_Extrato da página_
....................

I- A aplicação remissiva do regime legal no processo executivo permite a recorribilidade de acórdãos da Relação, quando se verifique a situação prevista no art. 629º. nº. 2, al. d), ou seja, a divergência essencial relativa a acórdão da Relação, em casos em que o acesso ao Supremo esteja impedido por motivos diversos dos relacionados com a alçada.
II- A oposição relevante em termos de admissibilidade de recurso pressupõe que as situações versadas no acórdão fundamento e no acórdão recorrido, analisadas e confrontadas no plano factual ou material, sejam rigorosamente equiparáveis quanto ao seu núcleo essencial, que determine a aplicação em cada um do mesmo regime legal, de modo direto conflituantes, com soluções de direito opostas e como tal inconciliáveis.
Acordam em Conferência na 6ª Secção do STJ.
1-Relatório:
AA e BB, instauraram ação executiva, sob a forma de processo comum, contra Imobiliária V..., Unipessoal, Lda., para haver desta a quantia total liquidada de € 214.400,00.

....................

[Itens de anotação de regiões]

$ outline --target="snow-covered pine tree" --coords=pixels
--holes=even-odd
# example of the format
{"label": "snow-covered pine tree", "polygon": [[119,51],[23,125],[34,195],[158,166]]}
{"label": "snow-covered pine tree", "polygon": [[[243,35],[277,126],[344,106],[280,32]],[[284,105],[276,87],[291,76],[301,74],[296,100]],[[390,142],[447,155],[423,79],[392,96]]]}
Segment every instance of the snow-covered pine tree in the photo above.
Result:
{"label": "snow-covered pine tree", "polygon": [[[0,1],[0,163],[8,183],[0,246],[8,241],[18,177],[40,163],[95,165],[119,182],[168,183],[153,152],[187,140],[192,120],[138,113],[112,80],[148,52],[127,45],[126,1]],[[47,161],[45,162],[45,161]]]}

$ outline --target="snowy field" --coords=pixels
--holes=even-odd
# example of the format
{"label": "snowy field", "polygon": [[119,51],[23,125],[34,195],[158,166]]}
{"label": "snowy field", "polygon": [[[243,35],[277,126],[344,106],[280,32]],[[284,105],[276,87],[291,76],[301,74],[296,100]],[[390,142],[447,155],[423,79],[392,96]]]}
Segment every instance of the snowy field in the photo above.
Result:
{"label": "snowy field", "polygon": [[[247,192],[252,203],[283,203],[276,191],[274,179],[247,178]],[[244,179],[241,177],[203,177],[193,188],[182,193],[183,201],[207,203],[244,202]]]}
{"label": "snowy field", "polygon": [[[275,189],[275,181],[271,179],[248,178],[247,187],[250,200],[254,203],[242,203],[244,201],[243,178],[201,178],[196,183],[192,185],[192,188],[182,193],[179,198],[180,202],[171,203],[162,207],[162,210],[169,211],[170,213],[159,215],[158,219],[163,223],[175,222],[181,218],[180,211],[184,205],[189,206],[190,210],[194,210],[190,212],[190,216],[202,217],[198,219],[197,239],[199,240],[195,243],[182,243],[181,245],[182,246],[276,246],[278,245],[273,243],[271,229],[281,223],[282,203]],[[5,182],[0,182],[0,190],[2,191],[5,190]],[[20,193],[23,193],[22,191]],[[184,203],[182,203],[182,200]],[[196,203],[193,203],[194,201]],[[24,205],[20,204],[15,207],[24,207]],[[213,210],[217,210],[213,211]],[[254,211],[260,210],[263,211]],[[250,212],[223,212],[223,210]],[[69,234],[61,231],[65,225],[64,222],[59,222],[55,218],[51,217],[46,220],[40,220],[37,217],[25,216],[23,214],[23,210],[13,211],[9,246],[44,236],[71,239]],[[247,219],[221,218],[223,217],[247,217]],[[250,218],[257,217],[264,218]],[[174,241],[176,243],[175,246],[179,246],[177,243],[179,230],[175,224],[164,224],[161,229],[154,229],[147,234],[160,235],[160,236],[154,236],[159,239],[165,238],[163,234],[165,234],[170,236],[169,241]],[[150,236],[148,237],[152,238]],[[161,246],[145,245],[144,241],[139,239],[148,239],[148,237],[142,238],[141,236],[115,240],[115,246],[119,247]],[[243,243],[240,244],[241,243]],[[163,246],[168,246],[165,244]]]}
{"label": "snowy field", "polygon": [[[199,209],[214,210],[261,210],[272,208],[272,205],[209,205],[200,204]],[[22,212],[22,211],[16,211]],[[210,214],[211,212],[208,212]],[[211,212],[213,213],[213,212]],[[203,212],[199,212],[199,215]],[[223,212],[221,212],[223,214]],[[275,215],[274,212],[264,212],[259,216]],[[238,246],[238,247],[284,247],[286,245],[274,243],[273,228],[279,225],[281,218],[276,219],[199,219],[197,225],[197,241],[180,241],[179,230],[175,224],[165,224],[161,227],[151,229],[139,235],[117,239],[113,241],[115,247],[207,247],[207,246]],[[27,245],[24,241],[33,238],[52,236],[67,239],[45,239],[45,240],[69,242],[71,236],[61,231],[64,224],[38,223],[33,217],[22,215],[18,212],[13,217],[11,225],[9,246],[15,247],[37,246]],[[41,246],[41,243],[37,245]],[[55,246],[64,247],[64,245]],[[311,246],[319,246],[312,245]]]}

....................

_Lista de tarefas_
A. Indique todas as partes da ação executiva referidas no extrato da página, tanto as que a instauraram como aquela contra quem foi instaurada.
B. Extraia dos registos todas as linhas que contêm a palavra "target".
O extrato da página e os registos não têm relação entre si.

_Soluções por tarefa_
A. AA, BB e Imobiliária V..., Unipessoal, Lda.

B.
$ outline --target="snow-covered pine tree" --coords=pixels
$ outline --target="snowy field" --coords=pixels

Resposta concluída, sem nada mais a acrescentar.